Exercise:
Pick out every line in the listing below that contains the word "wooden", and copy each one.

───

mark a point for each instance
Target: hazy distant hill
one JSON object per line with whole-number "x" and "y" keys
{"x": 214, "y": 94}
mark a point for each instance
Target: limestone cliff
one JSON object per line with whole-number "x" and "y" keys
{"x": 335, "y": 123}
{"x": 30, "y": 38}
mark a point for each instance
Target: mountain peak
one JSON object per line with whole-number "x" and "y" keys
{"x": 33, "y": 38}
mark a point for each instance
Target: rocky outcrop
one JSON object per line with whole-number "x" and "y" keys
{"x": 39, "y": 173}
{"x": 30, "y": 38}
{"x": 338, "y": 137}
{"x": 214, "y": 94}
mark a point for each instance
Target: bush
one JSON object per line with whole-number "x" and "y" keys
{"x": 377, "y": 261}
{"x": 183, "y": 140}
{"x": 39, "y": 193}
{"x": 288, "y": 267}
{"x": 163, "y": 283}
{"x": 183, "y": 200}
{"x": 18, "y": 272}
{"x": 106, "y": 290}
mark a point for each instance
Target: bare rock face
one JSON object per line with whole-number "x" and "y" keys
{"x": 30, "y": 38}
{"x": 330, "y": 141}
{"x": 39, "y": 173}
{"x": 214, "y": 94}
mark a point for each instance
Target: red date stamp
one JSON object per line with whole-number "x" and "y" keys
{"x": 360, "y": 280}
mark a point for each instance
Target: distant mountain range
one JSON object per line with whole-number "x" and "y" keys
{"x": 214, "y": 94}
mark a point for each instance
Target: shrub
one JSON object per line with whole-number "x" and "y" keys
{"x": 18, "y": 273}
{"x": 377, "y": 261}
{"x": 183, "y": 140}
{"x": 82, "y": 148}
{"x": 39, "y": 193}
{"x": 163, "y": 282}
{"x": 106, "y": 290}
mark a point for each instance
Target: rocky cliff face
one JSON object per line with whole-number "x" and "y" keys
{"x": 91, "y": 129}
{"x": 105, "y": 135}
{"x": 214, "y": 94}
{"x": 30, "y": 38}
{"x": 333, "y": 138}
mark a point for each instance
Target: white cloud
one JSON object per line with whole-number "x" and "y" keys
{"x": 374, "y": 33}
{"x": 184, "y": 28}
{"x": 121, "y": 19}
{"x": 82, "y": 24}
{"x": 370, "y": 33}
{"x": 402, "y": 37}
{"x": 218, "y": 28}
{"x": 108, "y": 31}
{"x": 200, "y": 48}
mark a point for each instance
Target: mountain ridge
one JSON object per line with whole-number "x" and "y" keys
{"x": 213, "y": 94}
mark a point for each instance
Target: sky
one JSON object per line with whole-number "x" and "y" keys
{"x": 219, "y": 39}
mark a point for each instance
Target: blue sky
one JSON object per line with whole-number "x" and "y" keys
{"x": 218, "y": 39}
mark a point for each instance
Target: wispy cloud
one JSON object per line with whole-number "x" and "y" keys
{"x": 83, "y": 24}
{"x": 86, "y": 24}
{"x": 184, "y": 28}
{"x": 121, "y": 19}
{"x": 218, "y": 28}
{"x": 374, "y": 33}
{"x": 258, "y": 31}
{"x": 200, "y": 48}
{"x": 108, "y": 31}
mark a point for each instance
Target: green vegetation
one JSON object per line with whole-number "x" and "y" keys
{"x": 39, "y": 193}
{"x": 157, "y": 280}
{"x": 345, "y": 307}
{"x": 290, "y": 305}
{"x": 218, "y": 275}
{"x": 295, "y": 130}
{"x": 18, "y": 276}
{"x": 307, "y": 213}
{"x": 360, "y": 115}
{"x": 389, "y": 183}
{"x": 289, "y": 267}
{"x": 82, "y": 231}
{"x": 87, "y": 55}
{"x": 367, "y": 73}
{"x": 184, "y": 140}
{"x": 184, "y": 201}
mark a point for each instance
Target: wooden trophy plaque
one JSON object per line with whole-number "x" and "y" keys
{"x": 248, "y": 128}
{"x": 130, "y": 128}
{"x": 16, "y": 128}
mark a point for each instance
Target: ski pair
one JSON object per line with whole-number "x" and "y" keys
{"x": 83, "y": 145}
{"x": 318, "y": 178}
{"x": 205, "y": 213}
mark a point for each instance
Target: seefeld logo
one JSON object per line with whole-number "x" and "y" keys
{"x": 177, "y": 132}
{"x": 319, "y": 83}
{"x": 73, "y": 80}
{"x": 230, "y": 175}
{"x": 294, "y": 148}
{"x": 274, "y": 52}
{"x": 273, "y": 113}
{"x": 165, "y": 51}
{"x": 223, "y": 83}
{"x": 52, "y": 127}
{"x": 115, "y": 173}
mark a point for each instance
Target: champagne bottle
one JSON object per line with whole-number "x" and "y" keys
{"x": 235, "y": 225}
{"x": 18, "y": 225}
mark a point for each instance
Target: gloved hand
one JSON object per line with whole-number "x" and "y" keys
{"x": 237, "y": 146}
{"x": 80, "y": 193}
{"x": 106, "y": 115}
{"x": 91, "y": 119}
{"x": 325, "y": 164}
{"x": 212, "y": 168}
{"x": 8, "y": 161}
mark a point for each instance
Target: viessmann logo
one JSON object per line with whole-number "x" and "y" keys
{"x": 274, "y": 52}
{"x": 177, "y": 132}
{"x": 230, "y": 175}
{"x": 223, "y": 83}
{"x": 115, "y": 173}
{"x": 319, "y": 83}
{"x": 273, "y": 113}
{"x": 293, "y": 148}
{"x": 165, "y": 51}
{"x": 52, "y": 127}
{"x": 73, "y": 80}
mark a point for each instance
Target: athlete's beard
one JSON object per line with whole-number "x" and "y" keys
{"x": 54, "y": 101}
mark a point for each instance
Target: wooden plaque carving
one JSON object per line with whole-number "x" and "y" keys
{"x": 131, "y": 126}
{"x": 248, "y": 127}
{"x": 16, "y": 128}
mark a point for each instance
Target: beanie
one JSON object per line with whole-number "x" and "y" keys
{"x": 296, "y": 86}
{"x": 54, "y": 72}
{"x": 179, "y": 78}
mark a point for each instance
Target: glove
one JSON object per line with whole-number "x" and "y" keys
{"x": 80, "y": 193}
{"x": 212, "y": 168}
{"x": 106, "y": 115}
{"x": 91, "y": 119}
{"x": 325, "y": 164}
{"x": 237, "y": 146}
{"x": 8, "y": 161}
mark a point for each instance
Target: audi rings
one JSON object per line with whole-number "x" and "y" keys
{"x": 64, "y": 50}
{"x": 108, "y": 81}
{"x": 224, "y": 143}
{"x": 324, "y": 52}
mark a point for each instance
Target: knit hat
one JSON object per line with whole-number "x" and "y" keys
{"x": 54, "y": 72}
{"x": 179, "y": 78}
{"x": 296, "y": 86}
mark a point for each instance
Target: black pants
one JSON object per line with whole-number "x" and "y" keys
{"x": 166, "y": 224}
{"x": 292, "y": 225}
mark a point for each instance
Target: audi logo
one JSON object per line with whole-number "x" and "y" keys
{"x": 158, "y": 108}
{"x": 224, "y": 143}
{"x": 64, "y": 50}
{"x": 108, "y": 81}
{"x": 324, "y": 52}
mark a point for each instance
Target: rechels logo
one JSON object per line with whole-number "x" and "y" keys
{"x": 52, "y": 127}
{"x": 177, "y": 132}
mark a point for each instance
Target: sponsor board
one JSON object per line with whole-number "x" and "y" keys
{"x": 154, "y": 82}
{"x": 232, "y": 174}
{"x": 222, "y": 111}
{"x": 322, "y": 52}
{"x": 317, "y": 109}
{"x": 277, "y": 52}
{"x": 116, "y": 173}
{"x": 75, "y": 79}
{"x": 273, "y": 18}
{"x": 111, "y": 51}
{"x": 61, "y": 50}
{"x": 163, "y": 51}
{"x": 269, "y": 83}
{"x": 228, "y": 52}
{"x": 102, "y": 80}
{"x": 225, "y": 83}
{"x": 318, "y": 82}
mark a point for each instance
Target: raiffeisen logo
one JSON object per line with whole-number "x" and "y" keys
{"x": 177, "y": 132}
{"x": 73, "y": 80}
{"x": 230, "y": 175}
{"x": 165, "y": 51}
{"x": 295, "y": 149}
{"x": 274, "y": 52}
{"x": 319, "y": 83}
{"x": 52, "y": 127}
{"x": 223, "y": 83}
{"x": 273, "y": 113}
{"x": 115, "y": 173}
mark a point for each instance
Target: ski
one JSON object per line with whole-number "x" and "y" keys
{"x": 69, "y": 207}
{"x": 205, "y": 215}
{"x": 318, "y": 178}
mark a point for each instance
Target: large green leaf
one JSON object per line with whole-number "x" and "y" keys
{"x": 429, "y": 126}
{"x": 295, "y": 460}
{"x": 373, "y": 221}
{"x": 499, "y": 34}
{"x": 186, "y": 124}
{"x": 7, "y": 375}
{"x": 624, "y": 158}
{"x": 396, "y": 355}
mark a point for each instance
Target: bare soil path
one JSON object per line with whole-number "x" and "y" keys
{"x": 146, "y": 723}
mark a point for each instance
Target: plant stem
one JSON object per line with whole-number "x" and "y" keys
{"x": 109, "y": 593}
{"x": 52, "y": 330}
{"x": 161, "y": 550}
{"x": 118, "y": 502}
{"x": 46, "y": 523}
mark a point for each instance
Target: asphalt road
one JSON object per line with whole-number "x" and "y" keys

───

Exercise answer:
Target: wooden trophy plaque
Target: wooden plaque carving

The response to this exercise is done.